**TEXTE SOURCE**.

• • • •

Familles autochtones en milieu urbain et services de protection de l’enfance : comprendre l’expérience pour mieux soutenir les familles

La communication qui est ici proposée s’inscrit dans l’axe 2, soit la lutte contre les inégalités et a comme objectif de présenter les résultats d’une recherche portant sur l’expérience des familles autochtones vivant en milieu urbain qui ont eu à transiger avec les services de protection de l’enfance. Au Canada, les Autochtones ont historiquement été contraints, en raison de la Loi sur les Indiens, de demeurer dans des réserves qui sont essentiellement des régions géographiques où qui regroupent des communautés des Premières nations (Statistique Canada, 2011). Or, les Autochtones au Canada vivent de plus en plus hors réserve, et davantage en milieu urbain. En fait, alors que plus de la moitié des personnes autochtones vivent en milieu urbain dans l’ensemble du pays, selon les chiffres de 2016, il s’agit de six Autochtones sur sept, soit 84,5% dans les provinces Atlantique (Nouveau-Brunswick, Nouvelle-Écosse, Île-du-Prince-Édouard et Terre-Neuve et Labrador) (Statistique Canada, 2016). Dans la plupart des communautés autochtones, voire des «réserves», les services de protection de l’enfance sont gérés par les communautés elles-mêmes, par et pour les leurs. Cependant, en situation urbaine, les services de protection de l’enfance sont déployés de manière uniforme aux non-Autochtones et aux Autochtones, sans égard particulier aux enjeux historiques et culturelles. Par surcroit, les enfants autochtones sont largement surreprésentés dans les services de protection de l’enfance (Blackstock, Trocmé & Bennett, 2004).

• • • •

**DONNÉES SOURCES**.
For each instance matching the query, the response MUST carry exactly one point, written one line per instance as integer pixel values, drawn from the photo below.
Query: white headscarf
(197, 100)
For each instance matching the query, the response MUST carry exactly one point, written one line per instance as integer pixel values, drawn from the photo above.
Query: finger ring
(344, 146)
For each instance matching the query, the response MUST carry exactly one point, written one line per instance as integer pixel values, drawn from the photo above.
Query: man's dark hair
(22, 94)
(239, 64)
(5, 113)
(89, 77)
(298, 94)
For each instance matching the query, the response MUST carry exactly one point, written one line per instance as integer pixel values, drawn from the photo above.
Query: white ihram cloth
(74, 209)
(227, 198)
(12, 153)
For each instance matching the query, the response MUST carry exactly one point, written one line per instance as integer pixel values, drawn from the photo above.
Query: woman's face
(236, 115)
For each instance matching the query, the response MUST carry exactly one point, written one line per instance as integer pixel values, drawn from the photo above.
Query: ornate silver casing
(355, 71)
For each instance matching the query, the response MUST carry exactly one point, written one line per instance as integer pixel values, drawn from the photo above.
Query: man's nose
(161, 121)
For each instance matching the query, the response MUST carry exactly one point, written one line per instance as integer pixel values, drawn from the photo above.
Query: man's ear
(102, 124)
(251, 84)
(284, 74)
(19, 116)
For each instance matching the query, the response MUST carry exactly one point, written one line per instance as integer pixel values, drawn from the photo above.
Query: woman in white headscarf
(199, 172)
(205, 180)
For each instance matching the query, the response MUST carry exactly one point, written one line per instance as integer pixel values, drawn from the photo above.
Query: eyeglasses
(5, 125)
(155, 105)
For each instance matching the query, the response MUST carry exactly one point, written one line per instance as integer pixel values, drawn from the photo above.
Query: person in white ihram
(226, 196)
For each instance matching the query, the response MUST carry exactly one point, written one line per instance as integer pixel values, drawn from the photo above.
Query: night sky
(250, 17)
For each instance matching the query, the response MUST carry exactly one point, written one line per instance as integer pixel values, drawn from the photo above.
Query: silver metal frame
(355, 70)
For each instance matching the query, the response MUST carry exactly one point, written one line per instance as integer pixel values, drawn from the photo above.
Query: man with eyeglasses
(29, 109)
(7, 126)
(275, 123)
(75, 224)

• • • •

**CONSIGNES DE L'EXERCICE**.
**a.** Relevez chaque ligne des données où figure la chaîne « woman », en respectant la casse.
**b.** Poursuivez le texte sur les familles autochtones et la protection de l'enfance après sa dernière phrase.

**LISTE DES RÉPONSES**.
**a.**
Query: woman's face
Query: woman in white headscarf

**b.**
Ce projet de recherche mené par la communauté, tel que l’entend la chercheure Maori Linda Tuhiwai Smith (2012), visait trois objectifs : 1) entendre la voix des parents autochtones ayant des enfants pris en charge vivant à Fredericton et à Halifax, afin de comprendre leur expérience, leurs défis et leurs besoins; 2) identifier des moyens pour réduire le nombre d'enfants autochtones placés en famille d’accueil et pour aider les parents à prendre soin de leurs propres enfants; 3) promouvoir le bien-être des familles autochtones vivant dans les villes du Canada atlantique, notamment Fredericton et Halifax.
Cette recherche porte autant sur les résultats que sur la méthodologie. Les données nécessaires à ce projet ont été recueillies au moyen d'entretiens de groupe non structurés et semi-structurés, qui ont pris la forme de « cercles d’échange ». Ces derniers ont été animés par une ainée autochtone de manière à assurer le respect des pratiques culturelles et la création d’espaces sûrs pour permettre aux participants d’échanger leurs points de vue et de raconter leur vie sans peur ni jugement. La présence d’une aînée visait aussi à assurer le soutien nécessaire dans un contexte pouvant faire ressurgir des expériences et souvenirs troublants du passé alors que certains renouaient avec leur identité autochtone (Mckenzie et Morrissette, 2002). Un groupe de participants a été réuni dans chaque ville, soit huit à Halifax et six à Fredericton. Ces groupes ont participé à une série de quatre ou cinq cercles d’échange d’une durée d’environ deux heures. Les transcriptions de ces rencontres ont été analysées selon la méthode d’analyse de contenu thématique (Quivy et Van Campenhoudt, 2006).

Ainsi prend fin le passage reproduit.